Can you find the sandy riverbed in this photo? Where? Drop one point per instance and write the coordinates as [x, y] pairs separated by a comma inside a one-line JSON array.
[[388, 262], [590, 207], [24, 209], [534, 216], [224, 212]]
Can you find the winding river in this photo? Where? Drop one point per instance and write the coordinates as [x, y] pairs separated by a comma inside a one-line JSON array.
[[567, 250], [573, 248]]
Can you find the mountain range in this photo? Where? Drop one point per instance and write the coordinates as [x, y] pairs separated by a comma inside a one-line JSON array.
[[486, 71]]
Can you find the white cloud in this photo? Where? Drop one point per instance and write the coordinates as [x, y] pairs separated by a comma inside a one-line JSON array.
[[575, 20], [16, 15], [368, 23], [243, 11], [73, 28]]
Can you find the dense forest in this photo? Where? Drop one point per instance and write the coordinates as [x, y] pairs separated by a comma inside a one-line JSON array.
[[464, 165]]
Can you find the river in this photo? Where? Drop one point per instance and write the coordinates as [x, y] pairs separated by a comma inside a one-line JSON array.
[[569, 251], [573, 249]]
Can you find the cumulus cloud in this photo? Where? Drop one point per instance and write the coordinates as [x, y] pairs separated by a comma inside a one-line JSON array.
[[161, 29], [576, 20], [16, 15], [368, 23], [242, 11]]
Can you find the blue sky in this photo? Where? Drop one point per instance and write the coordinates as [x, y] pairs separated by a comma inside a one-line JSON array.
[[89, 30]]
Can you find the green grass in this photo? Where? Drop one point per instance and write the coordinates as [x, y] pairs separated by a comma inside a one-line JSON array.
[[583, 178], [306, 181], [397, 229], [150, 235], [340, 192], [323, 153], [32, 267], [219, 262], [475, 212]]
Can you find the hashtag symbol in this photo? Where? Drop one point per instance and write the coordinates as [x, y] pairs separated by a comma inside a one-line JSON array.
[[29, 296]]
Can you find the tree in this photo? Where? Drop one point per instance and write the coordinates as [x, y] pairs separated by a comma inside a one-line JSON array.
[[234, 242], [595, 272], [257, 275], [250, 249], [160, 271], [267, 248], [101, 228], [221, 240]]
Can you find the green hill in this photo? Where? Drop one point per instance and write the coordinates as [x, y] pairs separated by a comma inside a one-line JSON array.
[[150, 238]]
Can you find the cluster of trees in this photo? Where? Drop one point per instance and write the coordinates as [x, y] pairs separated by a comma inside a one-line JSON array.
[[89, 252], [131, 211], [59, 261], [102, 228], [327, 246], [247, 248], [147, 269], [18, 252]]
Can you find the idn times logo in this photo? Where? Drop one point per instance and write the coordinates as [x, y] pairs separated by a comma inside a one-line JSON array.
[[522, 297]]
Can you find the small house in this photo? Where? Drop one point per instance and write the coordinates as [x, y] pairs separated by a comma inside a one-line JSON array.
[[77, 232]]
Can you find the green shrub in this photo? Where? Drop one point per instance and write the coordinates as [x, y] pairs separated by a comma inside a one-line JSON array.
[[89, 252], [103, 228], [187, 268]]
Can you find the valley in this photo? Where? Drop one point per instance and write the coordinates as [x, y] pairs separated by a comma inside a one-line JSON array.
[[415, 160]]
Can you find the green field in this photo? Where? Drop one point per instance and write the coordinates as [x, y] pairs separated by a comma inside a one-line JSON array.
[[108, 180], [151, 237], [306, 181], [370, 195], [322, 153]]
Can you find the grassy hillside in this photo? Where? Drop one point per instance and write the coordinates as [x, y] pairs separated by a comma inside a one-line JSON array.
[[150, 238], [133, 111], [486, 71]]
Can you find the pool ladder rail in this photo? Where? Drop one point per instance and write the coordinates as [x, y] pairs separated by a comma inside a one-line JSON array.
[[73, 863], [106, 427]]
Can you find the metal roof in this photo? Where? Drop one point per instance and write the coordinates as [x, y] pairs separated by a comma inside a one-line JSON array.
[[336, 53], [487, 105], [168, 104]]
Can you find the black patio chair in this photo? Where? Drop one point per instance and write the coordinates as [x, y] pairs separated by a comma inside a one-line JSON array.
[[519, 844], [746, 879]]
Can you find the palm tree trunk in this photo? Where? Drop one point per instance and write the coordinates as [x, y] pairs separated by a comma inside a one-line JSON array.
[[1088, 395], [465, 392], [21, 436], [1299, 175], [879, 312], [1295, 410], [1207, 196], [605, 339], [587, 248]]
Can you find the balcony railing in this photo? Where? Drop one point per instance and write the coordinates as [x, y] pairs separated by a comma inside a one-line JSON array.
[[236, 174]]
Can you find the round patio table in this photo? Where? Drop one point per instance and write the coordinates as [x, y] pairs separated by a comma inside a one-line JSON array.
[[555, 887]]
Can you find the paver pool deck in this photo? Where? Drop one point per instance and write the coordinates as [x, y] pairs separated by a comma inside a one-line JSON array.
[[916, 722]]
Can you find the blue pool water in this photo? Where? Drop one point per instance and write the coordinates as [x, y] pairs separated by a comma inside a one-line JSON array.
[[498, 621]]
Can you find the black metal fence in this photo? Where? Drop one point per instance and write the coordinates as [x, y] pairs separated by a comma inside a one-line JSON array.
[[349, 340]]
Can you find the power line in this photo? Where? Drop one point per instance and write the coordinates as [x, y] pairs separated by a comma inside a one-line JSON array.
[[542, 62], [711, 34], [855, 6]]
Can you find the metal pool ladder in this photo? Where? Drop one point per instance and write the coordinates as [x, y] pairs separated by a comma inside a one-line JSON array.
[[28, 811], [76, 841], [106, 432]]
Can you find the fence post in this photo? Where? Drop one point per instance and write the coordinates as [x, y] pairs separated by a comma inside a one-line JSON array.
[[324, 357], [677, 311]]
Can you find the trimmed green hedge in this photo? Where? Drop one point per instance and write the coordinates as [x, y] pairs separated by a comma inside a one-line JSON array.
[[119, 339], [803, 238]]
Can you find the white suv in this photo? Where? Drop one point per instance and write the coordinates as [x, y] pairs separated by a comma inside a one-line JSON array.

+++

- Your objective
The reply should consist of the records, reproduced exactly.

- Exercise answer
Can you find the sandy riverbed in this photo? Where? Drop one point per instance and write the coordinates as [x, y] pairs separated by a comma inside a one-line JSON array.
[[388, 262], [590, 207], [24, 209], [534, 216], [224, 212]]
Can you find the winding river in this photo? Where? Drop one point per instance and write the coordinates as [x, y] pairs separated by a comma inside a one-line JSON array.
[[567, 250], [573, 248]]
Can you find the mountain range in this photo? Where? Drop one point per instance and write the coordinates as [x, y] pairs separated by a comma inside a one-line JSON array.
[[486, 71]]
Can you find the white cloud in this photo? Where? Drop one point per instance and write the coordinates as [x, y] pairs separated by a comma inside a one-line JSON array.
[[575, 20], [16, 15], [368, 23], [243, 11], [73, 28]]
Can you find the dense forest in this photo? Where? Drop one point per instance and write the coordinates as [x, y] pairs separated by a comma inside a one-line JSON array.
[[464, 165]]
Can you find the river in this photo? Where? Drop one point per instance and write the coordinates as [x, y] pairs separated by a comma inside a one-line JSON array.
[[569, 251], [573, 249]]
Can you find the cumulus cloud in this photo? Where? Drop one point per instance and write the coordinates as [x, y] pairs separated by a comma inside a one-line JSON array.
[[161, 29], [576, 20], [16, 15], [368, 23], [242, 11]]
Can you find the blue sky in this photo? Where? Drop one point per instance and write the coordinates as [x, y] pairs separated by a comma inside a one-line JSON array.
[[89, 30]]
Can you find the green grass in this photo? Where? Drop one point per instance and write the coordinates as [x, y] pairs separated by a comma inside a one-line JSON array.
[[583, 178], [306, 181], [397, 229], [150, 235], [340, 192], [323, 153], [32, 267], [219, 262], [475, 212]]
Can you find the hashtag symbol in this photo? Where? Drop one point per instance and write the coordinates as [x, y] pairs separated by a comma inside a one-line JSON array.
[[29, 296]]
Can you find the tree in this photo? Where? Drop one point per instance and write the coordinates as [x, y] pairs separated by a comma inside a one-line JSON array.
[[234, 242], [595, 272], [257, 275], [250, 249], [160, 271], [267, 248], [101, 228], [221, 240]]
Can you find the green hill in this photo? Where? Drop one point per instance and write the coordinates as [x, y] pairs separated by a comma inside a one-line JSON array.
[[150, 238]]
Can you find the cluster of trees in this photo? Where? Drop one point per instance and write the coordinates as [x, y] pairs separated by a comma inside a one-line JSON array.
[[89, 252], [131, 211], [59, 261], [102, 228], [327, 246], [247, 248], [147, 269], [18, 252]]
Can you find the idn times logo in this photo? Where? Drop one point per instance and write the coordinates as [x, y] pairs separated by a comma inside a one-line JSON array.
[[522, 297]]
Can you find the small house in this photo? Where? Drop one point per instance and write the coordinates as [x, y] pairs separated by a comma inside a one-line JSON array.
[[77, 232]]
Can you find the green shrub in this photo? Where? Drop one point per instance and write the coordinates as [x, y] pairs separated by a comma inside a one-line JSON array.
[[89, 252], [103, 228], [187, 268]]
Can you find the valley in this photo? Where? Drop one point per instance and write the coordinates as [x, y] pairs separated by a comma inside a one-line JSON array.
[[415, 160]]
Can you find the green field in this photo? Where? Drop one point per instance and write the coordinates as [x, y] pairs separated by a comma inside a one-line JSON array.
[[108, 180], [151, 237], [306, 181], [370, 195], [322, 153]]
Can you find the grassy hillside in this photo? Where? Drop one point per instance and write the coordinates as [x, y] pairs separated by a comma inside a one-line JSON array.
[[150, 238], [133, 111], [486, 71]]
Can you find the pool ladder rail in this photo? Where? Drop one point per instance and write the coordinates as [x, y] pairs separated by a comma inside a one-line JSON array.
[[73, 863], [106, 427]]
Can you find the metal roof in this photo? Where? Drop one point per instance and write the coordinates as [x, y] pairs separated by a comma inside a one-line JSON array.
[[336, 53], [487, 105], [168, 104]]
Can you find the black patio chair in this photo? Where? Drop one point per instance and write the coordinates as [x, y] pairs separated by a comma inside a one-line JSON array.
[[519, 844], [746, 879]]
Can you find the palm tree trunk in this photo? Where? Drop one point per instance and write the coordinates as [x, y] pairs separated by a comma inside a one-line JSON array.
[[1088, 395], [465, 392], [21, 436], [1299, 175], [879, 312], [1295, 410], [1207, 196], [605, 339], [587, 248]]
Can you find the balcony railing in this photo? Where? Drop one point per instance and write the coordinates as [x, y] pairs separated by a comma inside a one-line JSON array.
[[236, 174]]
Can you find the round patio table in this photo? Where? Drop one point per instance and write the coordinates as [x, y] pairs separated by a comma inside a one-line JSON array.
[[555, 887]]
Can you find the paver pool deck in this photo? Where? Drop one point per instance and write the coordinates as [x, y] pairs separated by a comma inside a one-line JSON array.
[[916, 722]]
Can you find the blue pool water in this photo? Where? Drop one point per instance and write the coordinates as [x, y] pairs separated by a comma inside a one-line JSON array.
[[498, 621]]
Can you find the black metal fence in this photo? Where? Drop one point per instance and write the coordinates as [x, y] pairs separated by a comma inside a one-line JSON array.
[[349, 340]]
Can you find the power line in this photo? Where? Drop one point per instance and write the coordinates as [x, y] pairs separated by a comma inside a one-line JSON array.
[[542, 62], [711, 34], [855, 6]]
Can you find the metal pool ladder in this photo? Where? Drop one point per instance and write the coordinates as [x, y] pairs separated by a comma inside a one-line JSON array.
[[28, 811], [76, 841], [106, 432]]
Can you find the fence post in this photo? Where? Drop one point per instance and write the coordinates as [x, y] pairs separated by a comma inside a one-line JSON array.
[[324, 357], [677, 311]]
Can you find the trimmed green hedge in this photo? Where? Drop one point per instance and write the coordinates as [x, y] pairs separated by a comma inside a one-line JSON array.
[[119, 339], [803, 238]]
Can you find the white suv in this photo? Where? Drop one point per instance and write the coordinates as [x, y] pairs separated by a comma inside a one-line JSON array.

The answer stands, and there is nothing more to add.